>>>>>

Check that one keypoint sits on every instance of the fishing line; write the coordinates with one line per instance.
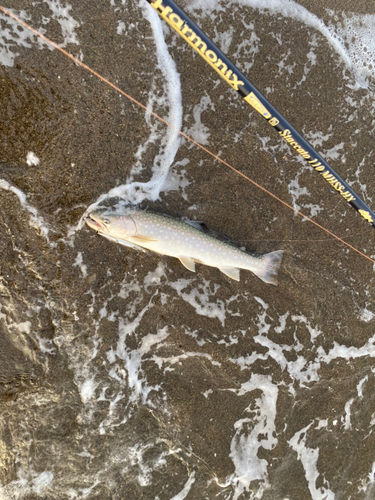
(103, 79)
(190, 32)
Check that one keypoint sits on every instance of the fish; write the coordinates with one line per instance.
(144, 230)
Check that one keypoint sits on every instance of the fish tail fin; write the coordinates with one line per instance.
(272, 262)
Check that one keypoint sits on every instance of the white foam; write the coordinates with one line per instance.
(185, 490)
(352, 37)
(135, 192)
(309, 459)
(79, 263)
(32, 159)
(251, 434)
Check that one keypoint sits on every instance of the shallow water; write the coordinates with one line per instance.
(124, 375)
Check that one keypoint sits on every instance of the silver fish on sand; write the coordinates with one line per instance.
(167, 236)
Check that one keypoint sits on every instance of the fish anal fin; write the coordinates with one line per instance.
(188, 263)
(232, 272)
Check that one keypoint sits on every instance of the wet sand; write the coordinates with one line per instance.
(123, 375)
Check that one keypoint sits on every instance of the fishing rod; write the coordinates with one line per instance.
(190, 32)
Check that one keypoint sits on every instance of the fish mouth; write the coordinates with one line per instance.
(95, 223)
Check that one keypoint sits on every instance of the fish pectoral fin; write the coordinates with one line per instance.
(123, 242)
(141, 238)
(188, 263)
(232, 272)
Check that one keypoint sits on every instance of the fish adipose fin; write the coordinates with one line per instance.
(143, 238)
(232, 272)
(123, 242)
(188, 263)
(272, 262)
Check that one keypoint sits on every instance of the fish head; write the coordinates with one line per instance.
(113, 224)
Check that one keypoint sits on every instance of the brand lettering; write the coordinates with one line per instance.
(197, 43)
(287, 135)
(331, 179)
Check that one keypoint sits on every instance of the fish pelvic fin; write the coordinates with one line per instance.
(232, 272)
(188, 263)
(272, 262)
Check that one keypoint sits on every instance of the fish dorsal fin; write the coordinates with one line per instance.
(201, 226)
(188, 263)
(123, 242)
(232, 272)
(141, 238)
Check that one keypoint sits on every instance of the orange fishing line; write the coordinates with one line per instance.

<<<<<

> _What the exercise asks_: Return the line that contains "Check that one keypoint sits on every instance of the wet" along with every line after it through the end of the entries, exactly, adding nothing.

> _Solution to this task_:
Check that one keypoint sits on every instance of the wet sand; write the coordinates with one line per instance.
(123, 375)
Check that one keypoint sits on every instance of the fishing rod; write the coordinates with one line per instance.
(190, 32)
Check that one keypoint sits on every instance of the fish mouth; write the coordinates with one line per instance.
(95, 223)
Check that one keypoint sits on every instance of the fish pectoral fin; write the coordinates with one line per instance.
(123, 242)
(141, 238)
(188, 263)
(232, 272)
Check that one keypoint sits on every instance of the fish adipose fin; write the coordinates with one line per instance.
(143, 238)
(232, 272)
(123, 242)
(188, 263)
(272, 262)
Check that one keypoint sits on every instance of the fish head; write the coordinates with one line per instance.
(113, 224)
Check that one keypoint sits on every instance of the brand lettering; write the coordinates with one line per instance.
(197, 43)
(287, 135)
(331, 179)
Check that one keypoint sits on every instance of the fish pelvic fin; write the coordinates with one line per instance.
(232, 272)
(188, 263)
(272, 262)
Check that one keypoint sits on every instance of the fish dorsal fin; write the coordinates with one line per instance.
(201, 226)
(188, 263)
(123, 242)
(232, 272)
(141, 238)
Check that one keypoint sits on every instance of the orange fishing line; write the coordinates with one line per instance.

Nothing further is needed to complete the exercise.